Your instructions
Search the listing below for the word "engine" and return each line that contains it.

Source data
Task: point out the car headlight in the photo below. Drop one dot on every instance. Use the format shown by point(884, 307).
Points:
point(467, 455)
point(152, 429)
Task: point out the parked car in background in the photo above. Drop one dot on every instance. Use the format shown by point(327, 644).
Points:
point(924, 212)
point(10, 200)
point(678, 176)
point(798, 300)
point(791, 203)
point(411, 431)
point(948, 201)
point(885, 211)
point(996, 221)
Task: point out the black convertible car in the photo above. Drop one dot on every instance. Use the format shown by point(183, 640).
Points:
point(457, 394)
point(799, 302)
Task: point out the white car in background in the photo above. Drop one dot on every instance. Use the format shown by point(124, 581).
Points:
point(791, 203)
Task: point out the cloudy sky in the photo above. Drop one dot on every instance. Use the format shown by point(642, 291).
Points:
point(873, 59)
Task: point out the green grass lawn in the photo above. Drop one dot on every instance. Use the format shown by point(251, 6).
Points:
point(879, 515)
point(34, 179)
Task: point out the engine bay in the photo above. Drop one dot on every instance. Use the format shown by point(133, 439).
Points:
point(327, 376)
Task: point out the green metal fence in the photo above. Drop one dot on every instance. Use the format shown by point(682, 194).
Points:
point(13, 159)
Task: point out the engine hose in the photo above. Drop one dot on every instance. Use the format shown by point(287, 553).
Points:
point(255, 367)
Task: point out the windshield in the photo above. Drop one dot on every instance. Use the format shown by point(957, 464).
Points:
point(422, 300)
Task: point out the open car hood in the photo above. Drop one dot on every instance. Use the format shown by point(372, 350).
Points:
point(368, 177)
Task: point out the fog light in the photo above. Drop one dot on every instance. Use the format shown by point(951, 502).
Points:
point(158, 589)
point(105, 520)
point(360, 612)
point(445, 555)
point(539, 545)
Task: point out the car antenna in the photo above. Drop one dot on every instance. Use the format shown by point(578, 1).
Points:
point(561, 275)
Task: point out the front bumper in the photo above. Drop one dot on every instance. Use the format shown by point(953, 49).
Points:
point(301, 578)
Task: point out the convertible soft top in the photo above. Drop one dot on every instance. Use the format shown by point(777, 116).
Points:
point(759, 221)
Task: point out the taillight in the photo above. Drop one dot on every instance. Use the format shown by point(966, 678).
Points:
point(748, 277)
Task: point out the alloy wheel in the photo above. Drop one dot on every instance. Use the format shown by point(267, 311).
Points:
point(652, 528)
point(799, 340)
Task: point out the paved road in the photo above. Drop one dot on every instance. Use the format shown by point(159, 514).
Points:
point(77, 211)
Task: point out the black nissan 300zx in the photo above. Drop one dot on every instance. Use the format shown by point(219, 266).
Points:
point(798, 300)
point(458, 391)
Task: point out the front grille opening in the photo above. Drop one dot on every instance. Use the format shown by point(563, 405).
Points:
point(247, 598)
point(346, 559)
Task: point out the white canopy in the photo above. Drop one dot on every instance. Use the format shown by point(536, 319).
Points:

Answer space
Task: point out the engine bay in the photo above. Drop one dot on every instance. Use the format shown by point(133, 439).
Task: point out the engine hose in the photo above. Drop one dot on every instance. Use the format shown by point(287, 553).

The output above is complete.